Exercise set:
#1 Write out the part of the linesink drift example starting at "Example 4.3 —" and ending at "the kriging model.".
#2 Extend the linesink drift example text from its last line onward.

>> Begin Page extract

Example 4.3 — Incorporating River Effects with AEM Linesink Drift¶

Script: docs/examples/ex_linesink_drift.py
Output: docs/examples/output/ex_linesink_drift.svg

Overview¶

This example demonstrates Universal Kriging with AEM (Analytic Element Method) linesink drift to model the hydraulic influence of rivers on groundwater levels. Rivers act as boundary conditions in groundwater systems — water levels near a gaining river are elevated relative to the regional trend, while levels near a losing river may be depressed. The AEM linesink drift term captures this spatial pattern as a deterministic component of the kriging model.

The example is fully self-contained: the synthetic river shapefile is created programmatically inside the script, so no external data files are required.

Setup¶

Parameter	Value
Training points	25 (synthetic, seed=42)
True field	Water levels influenced by AEM potential of RiverA + noise
Variogram model	Spherical
Sill	2.0
Range	40 (same units as coordinates)

>> End Page extract
>> Begin Data

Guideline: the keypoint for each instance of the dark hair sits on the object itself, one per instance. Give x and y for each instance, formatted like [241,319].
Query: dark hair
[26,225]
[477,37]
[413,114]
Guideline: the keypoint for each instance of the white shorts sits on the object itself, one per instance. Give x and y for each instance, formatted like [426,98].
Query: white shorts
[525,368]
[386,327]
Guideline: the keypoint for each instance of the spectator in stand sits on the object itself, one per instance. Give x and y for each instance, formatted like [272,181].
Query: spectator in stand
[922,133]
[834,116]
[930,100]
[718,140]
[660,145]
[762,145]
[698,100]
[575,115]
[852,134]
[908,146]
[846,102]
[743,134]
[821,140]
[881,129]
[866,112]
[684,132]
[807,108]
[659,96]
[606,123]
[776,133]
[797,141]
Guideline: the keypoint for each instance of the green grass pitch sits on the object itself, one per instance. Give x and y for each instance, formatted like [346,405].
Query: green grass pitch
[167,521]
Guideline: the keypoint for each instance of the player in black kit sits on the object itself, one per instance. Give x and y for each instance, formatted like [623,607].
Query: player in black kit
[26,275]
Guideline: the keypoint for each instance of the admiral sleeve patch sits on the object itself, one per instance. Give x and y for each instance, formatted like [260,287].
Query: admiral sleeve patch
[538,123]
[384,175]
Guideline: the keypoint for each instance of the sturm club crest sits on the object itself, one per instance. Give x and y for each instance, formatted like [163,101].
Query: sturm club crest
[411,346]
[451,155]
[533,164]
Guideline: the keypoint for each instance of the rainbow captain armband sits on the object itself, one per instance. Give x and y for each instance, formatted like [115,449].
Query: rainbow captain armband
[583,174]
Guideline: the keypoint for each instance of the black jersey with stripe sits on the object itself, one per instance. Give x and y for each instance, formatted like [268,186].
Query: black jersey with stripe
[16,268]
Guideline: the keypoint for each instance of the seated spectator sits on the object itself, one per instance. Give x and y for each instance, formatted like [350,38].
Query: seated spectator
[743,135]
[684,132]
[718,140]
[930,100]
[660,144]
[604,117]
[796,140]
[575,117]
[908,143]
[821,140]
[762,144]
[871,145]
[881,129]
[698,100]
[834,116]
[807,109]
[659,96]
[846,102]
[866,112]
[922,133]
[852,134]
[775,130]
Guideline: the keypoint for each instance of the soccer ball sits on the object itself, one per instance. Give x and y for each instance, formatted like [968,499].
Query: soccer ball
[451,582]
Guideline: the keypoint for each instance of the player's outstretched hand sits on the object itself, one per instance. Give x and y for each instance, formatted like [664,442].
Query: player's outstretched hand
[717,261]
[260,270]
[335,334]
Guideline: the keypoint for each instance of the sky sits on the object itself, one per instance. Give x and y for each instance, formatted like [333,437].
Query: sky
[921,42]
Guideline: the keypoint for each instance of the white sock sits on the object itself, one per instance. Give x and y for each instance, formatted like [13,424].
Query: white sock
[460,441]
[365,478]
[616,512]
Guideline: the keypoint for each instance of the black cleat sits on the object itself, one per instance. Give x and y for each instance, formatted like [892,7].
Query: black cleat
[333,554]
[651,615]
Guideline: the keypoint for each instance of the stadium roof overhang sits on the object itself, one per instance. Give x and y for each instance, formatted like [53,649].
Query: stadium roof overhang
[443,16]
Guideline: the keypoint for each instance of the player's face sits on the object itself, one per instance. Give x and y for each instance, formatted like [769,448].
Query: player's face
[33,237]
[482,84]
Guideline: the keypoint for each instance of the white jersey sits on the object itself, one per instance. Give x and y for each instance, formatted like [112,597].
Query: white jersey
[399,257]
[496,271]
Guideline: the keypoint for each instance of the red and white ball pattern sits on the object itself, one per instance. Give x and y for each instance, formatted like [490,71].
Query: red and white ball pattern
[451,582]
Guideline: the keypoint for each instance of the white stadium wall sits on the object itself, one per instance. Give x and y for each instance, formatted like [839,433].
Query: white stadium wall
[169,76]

>> End Data

Per-task answers:
#1
Example 4.3 — Incorporating River Effects with AEM Linesink Drift¶

Script: docs/examples/ex_linesink_drift.py
Output: docs/examples/output/ex_linesink_drift.svg

Overview¶

This example demonstrates Universal Kriging with AEM (Analytic Element Method) linesink drift to model the hydraulic influence of rivers on groundwater levels. Rivers act as boundary conditions in groundwater systems — water levels near a gaining river are elevated relative to the regional trend, while levels near a losing river may be depressed. The AEM linesink drift term captures this spatial pattern as a deterministic component of the kriging model.

#2
Nugget	0.1
Anisotropy	Enabled — angle=60° azimuth (CW from North, N60E direction), ratio=0.7
Drift terms	`linear_x`, `linear_y` (polynomial) + `RiverA`, `RiverB` (AEM)
Prediction grid	50 × 50 (2 500 nodes)
Coordinate domain	[0, 100] × [0, 100]

River geometry¶

Group	Segments	Resistance	Description
`RiverA`	2 (connected)	1.0	Main channel, east-west
`RiverB`	1	0.6	Tributary, NW–SE

`config.json` equivalent¶

{
  "data_sources": {
    "observation_wells": {
      "path": "path/to/wells.shp",
      "water_level_col": "wl_m"
    },
    "linesink_river": {
      "path": "path/to/river.shp",
      "group_column": "group",
      "strength_col": "resistance",
      "rescaling_method": "adaptive"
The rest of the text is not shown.